__EXTRAIT CHOISI__.
22 ans après son ouverture, le bar de Bastille est en fermeture administrative. On est allé discuter avec Denis Quélard, patron des lieux, pour comprendre les raisons de ce bras de fer avec la Préfecture.
L’annonce a fait l’effet d’une petite bombe : jeudi dernier, Denis Quélard, le patron du Pop In, a annoncé que son bar était tombé sous le coup d’une fermeture administrative de 9 jours. Après plus d’un an de bataille avec la Préfecture, de lettres et d’appels souvent restés sans réponses, l’endroit pourrait donc véritablement être menacé. On est allé discuter un peu avec Denis pour comprendre ce qui se passait, et pour tenter d’entrevoir des solutions aux soucis rencontrés par les bars parisiens. Mais avant tout, des présentations s’imposent :
« On a débuté le Pop In avec deux amis, il y a 22 ans. C’était l’époque de la brit-pop et aucun bar de Paris ne passait ce genre de musique, donc on a lâché nos boulots (de mon côté, je travaillais dans la finance internationale) et on s’est lancés. Au début ce n’était pas un bar et il nous a fallu tout refaire, tout remettre aux normes. Après ça, les journalistes de Magic ont découvert l’endroit, ont passé le mot à pas mal de personnes ; et très vite, on s’est retrouvés à accueillir Etienne Daho les Pet Shop Boys, le premier aftershow des défilés Dior Homme, avec Hedi Slimane… C’est comme ça que tout a commencé. »

__DONNÉES FOURNIES__.
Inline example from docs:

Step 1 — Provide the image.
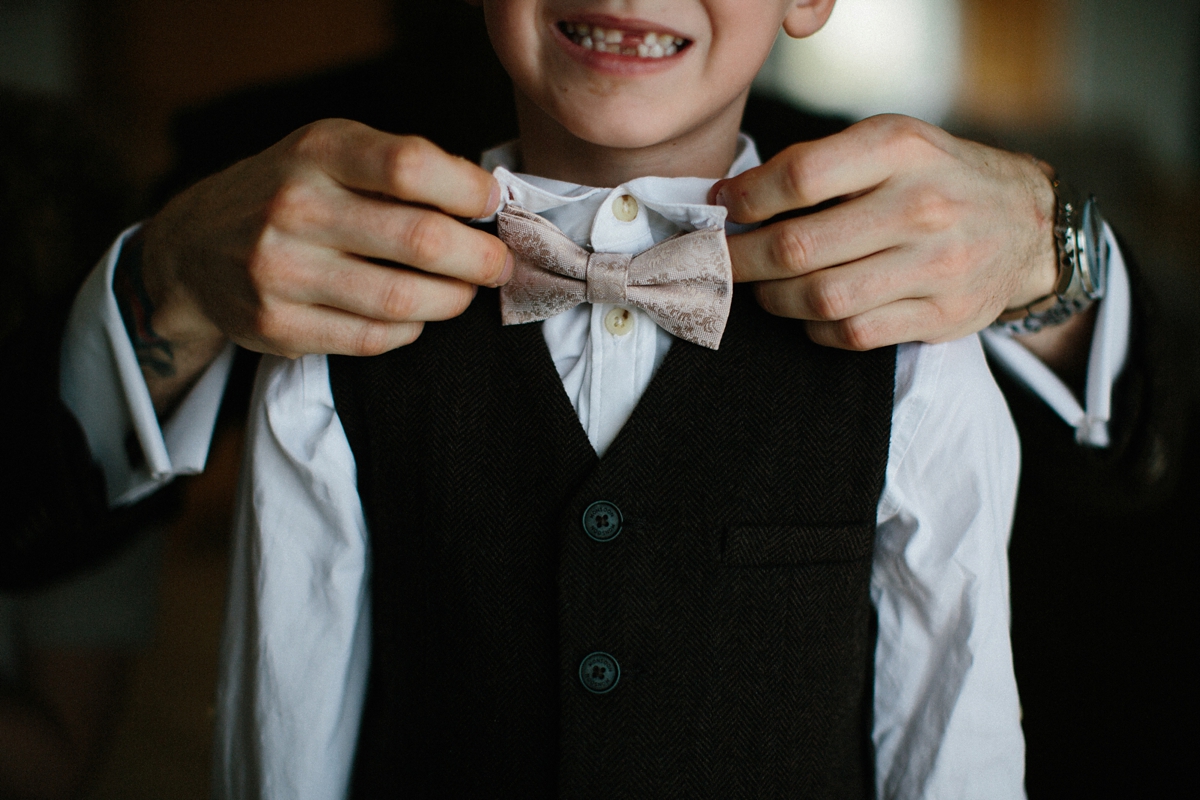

__À FAIRE__.
A. Pouvez-vous reproduire mot pour mot le passage de l'article sur le Pop In qui commence aux mots « 22 ans après » et s'arrête après « avec la Préfecture. » ?
B. Pouvez-vous poursuivre l'article sur la fermeture administrative du Pop In à partir de l'endroit où il s'interrompt ?

__RÉSULTATS__.
A.
22 ans après son ouverture, le bar de Bastille est en fermeture administrative. On est allé discuter avec Denis Quélard, patron des lieux, pour comprendre les raisons de ce bras de fer avec la Préfecture.

B.
Des normes de sécurité de plus en plus dures
Voilà en gros comment a débuté l’histoire de cet endroit, bien connu du petit peuple rock – entre autres – de la Capitale. Comme beaucoup, le bar est aujourd’hui victime d’un durcissement des normes de sécurité, faisant suite au drame survenu en 2016 à Rouen, dans le bar le Cuba Libre : « Michel Delpuech était à la préfecture de Normandie au moment de cet incendie, qui a fait 14 victimes. Il a ensuite été nommé à Paris et, à son arrivée, il s’est évidemment penché sur le cas des salles. Il a envoyé des commissions de sécurité et les normes ont changé : c’est pour ça que beaucoup, nous compris, ont du arrêter les concerts en sous-sol. Il fallait notamment créer de nouvelles issues de secours et les travaux – quand ils sont possibles – sont hors de prix. »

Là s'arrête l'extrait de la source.